# [Available data]
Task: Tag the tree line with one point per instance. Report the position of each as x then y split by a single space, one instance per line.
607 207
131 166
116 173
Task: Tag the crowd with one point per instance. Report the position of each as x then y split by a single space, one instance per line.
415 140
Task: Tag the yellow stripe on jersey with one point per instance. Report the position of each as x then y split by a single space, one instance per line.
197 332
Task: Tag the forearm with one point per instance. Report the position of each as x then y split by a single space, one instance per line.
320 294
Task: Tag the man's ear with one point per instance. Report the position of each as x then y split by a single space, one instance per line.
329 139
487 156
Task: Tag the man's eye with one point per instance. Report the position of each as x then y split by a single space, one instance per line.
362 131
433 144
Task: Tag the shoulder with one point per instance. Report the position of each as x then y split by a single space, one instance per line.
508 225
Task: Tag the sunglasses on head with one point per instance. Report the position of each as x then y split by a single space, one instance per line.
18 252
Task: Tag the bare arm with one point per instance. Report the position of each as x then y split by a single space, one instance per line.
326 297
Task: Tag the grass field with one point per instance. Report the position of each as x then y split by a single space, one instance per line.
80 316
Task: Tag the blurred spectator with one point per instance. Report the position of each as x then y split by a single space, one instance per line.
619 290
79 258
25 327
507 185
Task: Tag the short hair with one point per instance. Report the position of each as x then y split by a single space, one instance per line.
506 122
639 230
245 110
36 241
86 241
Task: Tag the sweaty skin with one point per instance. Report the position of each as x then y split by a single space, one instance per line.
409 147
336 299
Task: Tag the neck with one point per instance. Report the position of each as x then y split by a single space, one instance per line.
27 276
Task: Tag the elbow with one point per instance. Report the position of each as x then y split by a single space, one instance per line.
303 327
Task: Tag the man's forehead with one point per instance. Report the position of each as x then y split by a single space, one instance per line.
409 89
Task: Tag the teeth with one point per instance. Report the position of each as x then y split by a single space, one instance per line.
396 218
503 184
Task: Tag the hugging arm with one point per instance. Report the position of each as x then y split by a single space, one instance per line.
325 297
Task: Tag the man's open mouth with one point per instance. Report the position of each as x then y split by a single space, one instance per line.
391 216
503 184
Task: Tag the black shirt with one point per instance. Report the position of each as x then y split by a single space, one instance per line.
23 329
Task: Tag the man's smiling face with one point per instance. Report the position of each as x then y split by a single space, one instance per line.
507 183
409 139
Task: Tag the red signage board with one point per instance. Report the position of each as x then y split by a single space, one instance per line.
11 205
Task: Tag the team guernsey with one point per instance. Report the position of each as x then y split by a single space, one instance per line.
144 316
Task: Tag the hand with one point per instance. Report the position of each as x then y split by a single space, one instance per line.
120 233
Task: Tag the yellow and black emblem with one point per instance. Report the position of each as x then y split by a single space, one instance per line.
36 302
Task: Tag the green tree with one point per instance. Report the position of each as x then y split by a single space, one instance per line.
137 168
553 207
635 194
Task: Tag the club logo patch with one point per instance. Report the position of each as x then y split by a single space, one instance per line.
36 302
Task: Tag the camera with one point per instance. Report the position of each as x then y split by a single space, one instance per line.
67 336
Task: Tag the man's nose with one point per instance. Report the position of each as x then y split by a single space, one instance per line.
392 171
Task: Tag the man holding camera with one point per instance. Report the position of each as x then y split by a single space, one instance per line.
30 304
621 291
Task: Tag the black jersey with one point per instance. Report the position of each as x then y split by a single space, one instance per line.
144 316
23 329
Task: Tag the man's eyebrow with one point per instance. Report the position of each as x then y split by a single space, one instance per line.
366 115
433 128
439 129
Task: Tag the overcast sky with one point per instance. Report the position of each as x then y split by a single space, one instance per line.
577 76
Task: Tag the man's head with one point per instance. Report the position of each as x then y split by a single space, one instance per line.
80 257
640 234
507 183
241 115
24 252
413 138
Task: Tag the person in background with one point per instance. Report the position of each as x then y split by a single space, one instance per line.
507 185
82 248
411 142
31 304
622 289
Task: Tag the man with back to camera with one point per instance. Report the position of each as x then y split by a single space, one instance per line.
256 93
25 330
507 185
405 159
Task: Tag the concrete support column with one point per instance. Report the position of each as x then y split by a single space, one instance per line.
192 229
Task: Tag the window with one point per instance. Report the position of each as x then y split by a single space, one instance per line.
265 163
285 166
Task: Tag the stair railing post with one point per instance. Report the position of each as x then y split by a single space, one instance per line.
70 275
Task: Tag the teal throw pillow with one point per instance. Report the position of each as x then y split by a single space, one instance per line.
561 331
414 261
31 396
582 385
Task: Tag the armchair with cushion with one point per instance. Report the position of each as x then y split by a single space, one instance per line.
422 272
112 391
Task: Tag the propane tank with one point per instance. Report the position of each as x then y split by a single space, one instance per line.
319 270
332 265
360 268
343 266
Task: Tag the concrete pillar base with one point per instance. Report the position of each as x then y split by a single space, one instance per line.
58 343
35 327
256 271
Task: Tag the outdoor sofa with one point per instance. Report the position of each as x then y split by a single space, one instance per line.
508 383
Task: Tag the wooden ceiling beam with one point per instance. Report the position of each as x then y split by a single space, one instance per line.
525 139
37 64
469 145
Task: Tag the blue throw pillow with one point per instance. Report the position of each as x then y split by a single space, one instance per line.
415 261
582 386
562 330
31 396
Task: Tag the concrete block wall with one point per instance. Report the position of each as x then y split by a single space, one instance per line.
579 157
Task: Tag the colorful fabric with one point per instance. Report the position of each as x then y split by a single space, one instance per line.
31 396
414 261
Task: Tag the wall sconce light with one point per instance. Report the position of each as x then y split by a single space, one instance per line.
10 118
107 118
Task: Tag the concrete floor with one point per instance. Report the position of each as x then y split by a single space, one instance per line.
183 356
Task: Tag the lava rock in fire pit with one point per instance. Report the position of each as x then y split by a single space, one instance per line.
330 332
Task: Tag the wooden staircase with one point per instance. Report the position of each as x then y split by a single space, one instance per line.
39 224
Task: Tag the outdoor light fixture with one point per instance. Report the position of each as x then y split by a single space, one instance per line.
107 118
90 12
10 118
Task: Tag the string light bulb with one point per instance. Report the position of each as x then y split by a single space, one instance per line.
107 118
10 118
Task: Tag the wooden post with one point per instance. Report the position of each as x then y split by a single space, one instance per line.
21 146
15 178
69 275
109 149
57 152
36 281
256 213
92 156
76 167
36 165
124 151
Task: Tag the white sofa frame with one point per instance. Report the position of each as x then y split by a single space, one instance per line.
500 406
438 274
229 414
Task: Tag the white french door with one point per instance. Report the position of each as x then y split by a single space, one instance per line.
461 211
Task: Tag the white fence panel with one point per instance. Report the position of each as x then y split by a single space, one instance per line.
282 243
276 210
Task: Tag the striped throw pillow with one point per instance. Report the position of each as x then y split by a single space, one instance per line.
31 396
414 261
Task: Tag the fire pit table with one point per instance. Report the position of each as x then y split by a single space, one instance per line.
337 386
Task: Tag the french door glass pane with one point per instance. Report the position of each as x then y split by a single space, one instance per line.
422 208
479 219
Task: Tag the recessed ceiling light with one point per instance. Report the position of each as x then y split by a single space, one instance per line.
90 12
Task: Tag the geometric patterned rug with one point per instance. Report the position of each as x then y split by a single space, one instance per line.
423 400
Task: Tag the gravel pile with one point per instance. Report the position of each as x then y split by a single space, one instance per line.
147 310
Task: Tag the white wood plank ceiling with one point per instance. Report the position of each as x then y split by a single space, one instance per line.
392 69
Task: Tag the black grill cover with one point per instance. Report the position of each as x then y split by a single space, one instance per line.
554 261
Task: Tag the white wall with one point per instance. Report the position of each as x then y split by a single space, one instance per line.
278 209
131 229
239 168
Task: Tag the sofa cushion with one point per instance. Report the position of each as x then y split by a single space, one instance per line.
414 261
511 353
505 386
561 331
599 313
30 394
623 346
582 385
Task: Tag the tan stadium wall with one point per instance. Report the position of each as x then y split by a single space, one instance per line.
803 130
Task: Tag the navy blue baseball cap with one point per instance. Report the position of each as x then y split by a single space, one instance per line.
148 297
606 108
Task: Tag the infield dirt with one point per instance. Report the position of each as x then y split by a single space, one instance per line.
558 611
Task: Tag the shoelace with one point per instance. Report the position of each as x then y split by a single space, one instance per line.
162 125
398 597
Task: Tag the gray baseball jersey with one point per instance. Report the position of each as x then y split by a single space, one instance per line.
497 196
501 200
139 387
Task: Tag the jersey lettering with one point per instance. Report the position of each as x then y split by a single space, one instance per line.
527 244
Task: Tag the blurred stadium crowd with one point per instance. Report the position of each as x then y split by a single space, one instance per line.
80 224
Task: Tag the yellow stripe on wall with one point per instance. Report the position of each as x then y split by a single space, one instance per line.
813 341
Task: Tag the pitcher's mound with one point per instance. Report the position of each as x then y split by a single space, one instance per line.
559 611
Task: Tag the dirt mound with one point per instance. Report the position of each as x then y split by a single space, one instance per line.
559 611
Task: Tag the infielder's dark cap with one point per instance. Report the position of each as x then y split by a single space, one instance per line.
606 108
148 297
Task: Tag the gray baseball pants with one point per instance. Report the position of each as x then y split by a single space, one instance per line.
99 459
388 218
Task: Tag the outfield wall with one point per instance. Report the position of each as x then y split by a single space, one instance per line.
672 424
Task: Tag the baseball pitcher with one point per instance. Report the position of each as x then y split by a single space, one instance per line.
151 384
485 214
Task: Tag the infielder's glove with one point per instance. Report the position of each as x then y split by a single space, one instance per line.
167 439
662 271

# [Exercise details]
Only the lines from the one containing "Task: Tag the infielder's glove" to the end of the listing belong in the output, each reproduced exactly.

# [Solution to this exercise]
Task: Tag the infielder's glove with one point per instance. Report the position of each as x then y split by a single space, one instance per line.
167 439
662 271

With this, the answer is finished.